Registros de anotación de posiciones
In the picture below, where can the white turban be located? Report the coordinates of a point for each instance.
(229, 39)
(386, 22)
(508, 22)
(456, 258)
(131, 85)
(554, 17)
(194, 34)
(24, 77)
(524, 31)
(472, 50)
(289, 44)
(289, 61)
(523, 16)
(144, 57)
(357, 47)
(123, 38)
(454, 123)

ENUNCIADO DEL EJERCICIO:
Cambia "white turban" por "black turban" en todas las filas y deja todo lo demás tal como está.

RESULTADO DE LA TAREA:
In the picture below, where can the black turban be located? Report the coordinates of a point for each instance.
(229, 39)
(386, 22)
(508, 22)
(456, 258)
(131, 85)
(554, 17)
(194, 34)
(24, 77)
(524, 31)
(472, 50)
(289, 44)
(289, 61)
(523, 16)
(144, 57)
(357, 47)
(123, 38)
(454, 123)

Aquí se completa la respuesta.